*MATERIAL FOR THIS EXERCISE*
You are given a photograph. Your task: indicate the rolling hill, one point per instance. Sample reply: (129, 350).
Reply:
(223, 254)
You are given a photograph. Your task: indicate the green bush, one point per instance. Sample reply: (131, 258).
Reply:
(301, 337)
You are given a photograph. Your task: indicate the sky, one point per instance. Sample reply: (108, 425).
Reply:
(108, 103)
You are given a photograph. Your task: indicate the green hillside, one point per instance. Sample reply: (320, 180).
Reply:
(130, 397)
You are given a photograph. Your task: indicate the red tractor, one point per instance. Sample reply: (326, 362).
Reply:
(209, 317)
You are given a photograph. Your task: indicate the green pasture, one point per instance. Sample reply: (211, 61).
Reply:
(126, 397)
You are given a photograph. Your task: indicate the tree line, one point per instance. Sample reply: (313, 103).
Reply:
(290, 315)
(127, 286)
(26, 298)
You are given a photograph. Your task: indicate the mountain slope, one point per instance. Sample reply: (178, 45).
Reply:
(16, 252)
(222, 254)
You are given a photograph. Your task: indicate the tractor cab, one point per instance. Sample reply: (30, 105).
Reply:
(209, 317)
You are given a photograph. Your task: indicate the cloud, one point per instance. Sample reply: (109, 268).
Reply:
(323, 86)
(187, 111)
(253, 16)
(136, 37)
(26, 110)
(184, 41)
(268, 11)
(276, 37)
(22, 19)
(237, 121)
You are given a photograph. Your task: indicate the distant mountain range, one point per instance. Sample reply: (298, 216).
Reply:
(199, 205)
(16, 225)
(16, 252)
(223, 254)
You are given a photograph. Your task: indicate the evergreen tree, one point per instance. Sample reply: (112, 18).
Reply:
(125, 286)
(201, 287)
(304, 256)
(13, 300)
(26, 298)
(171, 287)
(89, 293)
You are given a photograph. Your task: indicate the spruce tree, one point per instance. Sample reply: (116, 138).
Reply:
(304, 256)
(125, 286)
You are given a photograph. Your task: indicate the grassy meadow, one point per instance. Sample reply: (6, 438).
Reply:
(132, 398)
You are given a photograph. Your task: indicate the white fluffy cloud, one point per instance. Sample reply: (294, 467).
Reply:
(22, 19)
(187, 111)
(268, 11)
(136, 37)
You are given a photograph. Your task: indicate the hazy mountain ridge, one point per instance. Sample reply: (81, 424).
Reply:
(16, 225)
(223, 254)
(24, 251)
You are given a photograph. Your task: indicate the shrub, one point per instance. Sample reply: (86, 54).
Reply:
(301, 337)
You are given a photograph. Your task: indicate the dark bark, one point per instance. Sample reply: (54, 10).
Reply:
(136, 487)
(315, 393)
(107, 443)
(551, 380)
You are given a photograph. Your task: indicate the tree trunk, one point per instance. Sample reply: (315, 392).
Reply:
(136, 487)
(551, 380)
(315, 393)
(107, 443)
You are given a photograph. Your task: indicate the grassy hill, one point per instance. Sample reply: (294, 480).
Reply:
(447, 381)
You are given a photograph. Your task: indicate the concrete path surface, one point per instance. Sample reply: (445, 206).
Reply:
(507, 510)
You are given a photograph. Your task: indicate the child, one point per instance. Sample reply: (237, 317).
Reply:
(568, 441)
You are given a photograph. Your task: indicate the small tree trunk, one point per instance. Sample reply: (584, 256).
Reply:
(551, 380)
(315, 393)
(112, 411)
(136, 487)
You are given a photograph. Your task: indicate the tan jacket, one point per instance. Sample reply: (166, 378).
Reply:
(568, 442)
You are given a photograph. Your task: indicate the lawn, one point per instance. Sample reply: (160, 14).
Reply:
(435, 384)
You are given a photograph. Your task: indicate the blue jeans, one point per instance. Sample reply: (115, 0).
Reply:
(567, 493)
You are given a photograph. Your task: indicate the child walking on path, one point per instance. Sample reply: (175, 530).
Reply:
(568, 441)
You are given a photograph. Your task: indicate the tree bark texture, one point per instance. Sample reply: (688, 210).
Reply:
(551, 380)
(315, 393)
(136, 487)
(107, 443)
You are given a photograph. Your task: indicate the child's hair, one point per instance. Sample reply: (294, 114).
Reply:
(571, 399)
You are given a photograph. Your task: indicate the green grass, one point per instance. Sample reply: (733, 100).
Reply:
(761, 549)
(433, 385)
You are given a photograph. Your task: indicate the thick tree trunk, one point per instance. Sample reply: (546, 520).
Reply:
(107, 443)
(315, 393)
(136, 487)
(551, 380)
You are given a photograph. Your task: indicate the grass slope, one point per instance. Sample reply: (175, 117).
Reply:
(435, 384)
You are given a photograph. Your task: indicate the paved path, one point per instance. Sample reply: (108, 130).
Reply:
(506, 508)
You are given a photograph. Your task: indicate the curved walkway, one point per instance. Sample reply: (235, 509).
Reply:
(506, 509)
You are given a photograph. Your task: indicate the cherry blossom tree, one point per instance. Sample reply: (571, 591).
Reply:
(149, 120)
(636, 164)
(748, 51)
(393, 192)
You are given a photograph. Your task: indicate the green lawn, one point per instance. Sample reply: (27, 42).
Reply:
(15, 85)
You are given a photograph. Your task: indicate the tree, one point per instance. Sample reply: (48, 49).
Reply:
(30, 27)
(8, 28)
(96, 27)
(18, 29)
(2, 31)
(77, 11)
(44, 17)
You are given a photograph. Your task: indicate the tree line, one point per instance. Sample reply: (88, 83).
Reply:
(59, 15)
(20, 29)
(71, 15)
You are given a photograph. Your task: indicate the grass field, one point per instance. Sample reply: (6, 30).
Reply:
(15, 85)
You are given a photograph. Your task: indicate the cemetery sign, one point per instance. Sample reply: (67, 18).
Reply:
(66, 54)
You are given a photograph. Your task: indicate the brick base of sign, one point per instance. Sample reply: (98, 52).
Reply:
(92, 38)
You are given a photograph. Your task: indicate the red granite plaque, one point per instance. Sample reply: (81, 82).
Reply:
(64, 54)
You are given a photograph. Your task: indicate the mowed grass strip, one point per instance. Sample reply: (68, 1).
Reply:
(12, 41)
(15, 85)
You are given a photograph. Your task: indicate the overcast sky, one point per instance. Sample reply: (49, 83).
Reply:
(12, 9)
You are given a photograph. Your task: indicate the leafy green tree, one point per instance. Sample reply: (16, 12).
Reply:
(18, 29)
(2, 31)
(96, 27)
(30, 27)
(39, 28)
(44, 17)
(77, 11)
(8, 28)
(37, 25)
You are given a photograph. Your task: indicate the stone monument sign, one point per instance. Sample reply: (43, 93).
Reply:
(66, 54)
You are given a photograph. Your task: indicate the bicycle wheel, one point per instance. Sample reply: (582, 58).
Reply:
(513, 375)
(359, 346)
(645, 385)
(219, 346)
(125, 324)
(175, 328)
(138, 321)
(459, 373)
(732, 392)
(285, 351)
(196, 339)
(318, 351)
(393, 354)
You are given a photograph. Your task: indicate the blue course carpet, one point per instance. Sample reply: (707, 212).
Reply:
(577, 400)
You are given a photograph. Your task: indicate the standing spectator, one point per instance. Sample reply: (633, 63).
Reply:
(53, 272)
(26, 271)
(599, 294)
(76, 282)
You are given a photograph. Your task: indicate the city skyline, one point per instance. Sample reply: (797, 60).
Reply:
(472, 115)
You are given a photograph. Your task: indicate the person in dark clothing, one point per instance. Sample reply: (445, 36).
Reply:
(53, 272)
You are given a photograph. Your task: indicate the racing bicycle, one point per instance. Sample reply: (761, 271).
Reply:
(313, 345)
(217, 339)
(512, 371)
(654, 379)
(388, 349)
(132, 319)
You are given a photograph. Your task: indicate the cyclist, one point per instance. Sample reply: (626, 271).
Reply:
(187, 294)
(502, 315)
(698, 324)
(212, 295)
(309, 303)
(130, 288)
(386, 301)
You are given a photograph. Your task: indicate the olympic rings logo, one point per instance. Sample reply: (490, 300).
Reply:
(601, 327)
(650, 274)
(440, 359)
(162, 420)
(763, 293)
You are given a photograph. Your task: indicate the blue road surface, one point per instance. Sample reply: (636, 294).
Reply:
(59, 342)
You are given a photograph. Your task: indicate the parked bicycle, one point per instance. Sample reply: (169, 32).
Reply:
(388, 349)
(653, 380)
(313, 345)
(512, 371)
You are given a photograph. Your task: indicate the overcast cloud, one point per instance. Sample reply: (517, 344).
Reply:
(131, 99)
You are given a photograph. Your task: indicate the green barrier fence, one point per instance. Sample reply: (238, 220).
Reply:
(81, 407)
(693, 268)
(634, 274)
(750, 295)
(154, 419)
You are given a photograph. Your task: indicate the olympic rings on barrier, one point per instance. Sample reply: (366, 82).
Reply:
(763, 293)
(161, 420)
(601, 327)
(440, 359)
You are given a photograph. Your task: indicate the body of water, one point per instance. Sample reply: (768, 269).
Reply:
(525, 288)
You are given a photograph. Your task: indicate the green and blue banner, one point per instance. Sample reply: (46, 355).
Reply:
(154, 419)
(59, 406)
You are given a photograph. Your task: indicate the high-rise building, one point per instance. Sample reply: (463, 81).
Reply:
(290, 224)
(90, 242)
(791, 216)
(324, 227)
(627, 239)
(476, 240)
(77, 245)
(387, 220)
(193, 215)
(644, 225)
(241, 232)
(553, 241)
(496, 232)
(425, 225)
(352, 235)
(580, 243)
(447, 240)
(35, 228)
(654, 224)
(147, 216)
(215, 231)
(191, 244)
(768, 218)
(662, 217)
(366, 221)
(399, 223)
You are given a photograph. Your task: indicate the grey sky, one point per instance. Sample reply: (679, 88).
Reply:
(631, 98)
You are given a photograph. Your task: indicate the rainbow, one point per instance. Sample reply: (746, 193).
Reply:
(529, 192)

*WHAT THIS TASK INVOLVES*
For the listing above, identify each line bearing "lawn".

*RESPONSE BELOW*
You are given a photograph. Your task: indicate the lawn, one point per instance. Sample reply: (160, 14).
You are given a photograph. Your task: indicate the green lawn, one point per instance. Sample reply: (27, 42).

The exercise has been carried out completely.